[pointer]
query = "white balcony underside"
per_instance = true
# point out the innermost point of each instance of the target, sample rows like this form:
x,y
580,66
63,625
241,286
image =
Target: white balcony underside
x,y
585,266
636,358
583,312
==
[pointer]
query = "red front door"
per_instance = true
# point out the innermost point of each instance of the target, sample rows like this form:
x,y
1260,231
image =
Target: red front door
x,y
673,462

Exercise goal: Find every line in the records that contains the string "underside" and copy each of those lines. Case counts.

Worked answer:
query = "white balcony underside"
Target: white balcony underside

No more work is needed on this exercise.